**What is being asked**
From the line with "draw the outline of valley;" to the line with "draw the outline of gray", retype every line exactly, including those two, and leave out the rest of the data below.

**The data**
┄┄┄┄┄┄┄┄┄┄┄┄┄┄┄┄┄┄┄┄
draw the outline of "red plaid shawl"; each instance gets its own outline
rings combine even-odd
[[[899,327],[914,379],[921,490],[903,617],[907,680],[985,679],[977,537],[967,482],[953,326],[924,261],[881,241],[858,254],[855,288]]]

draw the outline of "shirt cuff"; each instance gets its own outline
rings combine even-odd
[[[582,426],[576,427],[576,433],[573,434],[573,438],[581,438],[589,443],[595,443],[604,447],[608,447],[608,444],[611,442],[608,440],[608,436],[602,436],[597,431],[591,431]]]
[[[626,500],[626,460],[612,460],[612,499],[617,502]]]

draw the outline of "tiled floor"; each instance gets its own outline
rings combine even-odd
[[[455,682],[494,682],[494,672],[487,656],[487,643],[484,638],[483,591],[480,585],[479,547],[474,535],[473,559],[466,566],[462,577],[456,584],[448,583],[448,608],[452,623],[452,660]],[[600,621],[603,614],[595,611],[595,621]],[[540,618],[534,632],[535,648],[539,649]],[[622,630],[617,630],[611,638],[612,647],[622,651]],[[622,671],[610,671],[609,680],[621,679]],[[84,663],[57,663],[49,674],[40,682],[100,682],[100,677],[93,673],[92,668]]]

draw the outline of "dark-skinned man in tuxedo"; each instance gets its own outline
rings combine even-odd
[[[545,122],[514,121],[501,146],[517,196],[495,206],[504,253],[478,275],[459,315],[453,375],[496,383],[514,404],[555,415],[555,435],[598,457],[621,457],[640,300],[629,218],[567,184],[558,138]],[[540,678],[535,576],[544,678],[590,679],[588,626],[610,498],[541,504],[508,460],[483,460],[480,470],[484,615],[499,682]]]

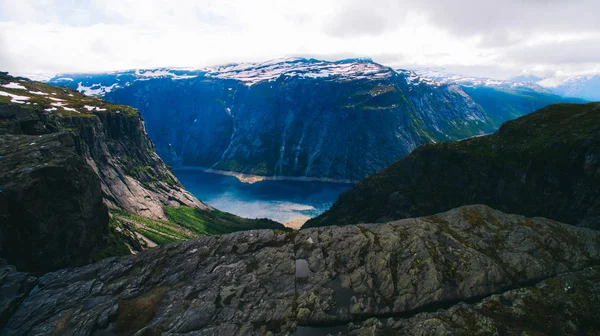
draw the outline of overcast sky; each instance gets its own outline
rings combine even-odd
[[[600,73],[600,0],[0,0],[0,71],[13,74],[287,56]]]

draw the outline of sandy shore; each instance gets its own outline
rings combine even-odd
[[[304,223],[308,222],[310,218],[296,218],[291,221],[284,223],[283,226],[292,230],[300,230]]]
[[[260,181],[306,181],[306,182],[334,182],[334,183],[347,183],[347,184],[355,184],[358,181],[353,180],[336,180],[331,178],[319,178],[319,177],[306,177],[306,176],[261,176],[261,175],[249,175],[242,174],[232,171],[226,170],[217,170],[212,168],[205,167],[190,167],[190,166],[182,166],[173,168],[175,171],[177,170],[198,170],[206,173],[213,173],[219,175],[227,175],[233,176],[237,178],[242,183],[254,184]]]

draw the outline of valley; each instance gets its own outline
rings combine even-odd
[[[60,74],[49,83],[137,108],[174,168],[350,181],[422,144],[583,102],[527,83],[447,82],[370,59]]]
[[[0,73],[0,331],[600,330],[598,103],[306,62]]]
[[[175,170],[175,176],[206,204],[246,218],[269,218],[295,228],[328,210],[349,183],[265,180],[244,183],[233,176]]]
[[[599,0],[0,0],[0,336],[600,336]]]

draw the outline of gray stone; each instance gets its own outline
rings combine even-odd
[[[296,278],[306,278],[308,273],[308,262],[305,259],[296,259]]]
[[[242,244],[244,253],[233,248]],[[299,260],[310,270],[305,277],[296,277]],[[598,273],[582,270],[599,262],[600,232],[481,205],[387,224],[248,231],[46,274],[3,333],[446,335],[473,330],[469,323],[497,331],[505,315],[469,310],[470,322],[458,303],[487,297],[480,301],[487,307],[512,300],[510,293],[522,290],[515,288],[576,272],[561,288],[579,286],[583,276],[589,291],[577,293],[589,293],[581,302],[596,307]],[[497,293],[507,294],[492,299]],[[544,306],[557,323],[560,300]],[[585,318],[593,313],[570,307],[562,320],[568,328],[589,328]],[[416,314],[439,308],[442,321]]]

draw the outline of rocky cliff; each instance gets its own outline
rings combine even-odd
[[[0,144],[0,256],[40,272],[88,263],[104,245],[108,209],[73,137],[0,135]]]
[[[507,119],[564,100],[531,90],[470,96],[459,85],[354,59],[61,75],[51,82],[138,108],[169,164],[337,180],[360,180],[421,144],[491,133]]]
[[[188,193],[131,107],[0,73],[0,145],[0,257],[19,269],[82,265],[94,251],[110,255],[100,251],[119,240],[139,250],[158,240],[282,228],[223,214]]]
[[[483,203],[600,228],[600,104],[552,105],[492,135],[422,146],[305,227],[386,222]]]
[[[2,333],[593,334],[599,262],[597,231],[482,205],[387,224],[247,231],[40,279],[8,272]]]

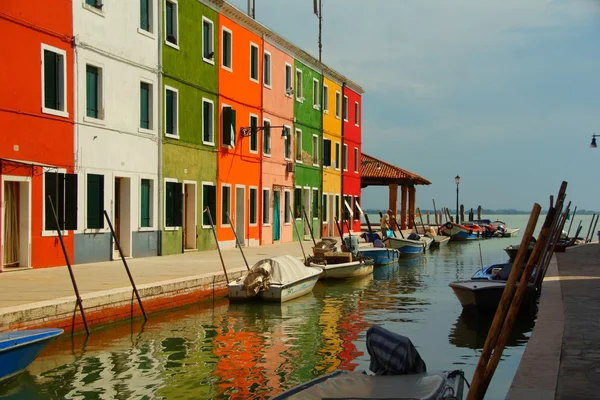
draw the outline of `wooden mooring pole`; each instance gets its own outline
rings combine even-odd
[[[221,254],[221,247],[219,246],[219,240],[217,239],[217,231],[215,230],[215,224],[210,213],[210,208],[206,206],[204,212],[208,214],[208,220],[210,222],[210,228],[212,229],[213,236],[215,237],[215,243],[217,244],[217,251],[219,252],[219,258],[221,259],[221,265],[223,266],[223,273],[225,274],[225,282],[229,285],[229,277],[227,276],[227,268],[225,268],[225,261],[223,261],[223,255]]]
┄┄┄┄┄┄┄┄┄┄┄┄┄┄┄┄┄┄┄┄
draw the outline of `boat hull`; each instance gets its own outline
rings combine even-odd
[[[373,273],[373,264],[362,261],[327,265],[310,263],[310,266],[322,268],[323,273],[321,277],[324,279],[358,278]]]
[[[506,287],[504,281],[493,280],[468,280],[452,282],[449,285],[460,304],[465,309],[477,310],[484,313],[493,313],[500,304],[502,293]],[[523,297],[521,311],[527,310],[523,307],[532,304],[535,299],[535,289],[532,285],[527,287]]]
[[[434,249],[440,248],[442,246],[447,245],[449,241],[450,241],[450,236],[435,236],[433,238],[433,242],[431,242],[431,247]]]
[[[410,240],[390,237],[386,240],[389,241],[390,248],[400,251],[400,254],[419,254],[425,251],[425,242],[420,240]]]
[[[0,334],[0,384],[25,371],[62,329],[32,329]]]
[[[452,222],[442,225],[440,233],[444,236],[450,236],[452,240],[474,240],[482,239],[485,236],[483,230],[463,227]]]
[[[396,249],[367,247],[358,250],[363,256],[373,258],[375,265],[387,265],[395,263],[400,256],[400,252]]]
┄┄┄┄┄┄┄┄┄┄┄┄┄┄┄┄┄┄┄┄
**Exercise result**
draw the outline of valley; each instance gets its own outline
rings combine even-odd
[[[60,74],[49,83],[137,108],[174,168],[350,181],[422,144],[583,102],[527,83],[447,82],[370,59]]]
[[[0,73],[0,331],[600,330],[598,103],[306,62]]]
[[[175,170],[175,176],[206,204],[246,218],[269,218],[295,228],[328,210],[349,183],[265,180],[244,183],[233,176]]]
[[[599,0],[0,0],[0,336],[600,336]]]

draw the outline of gray stone; each instance gets its own outline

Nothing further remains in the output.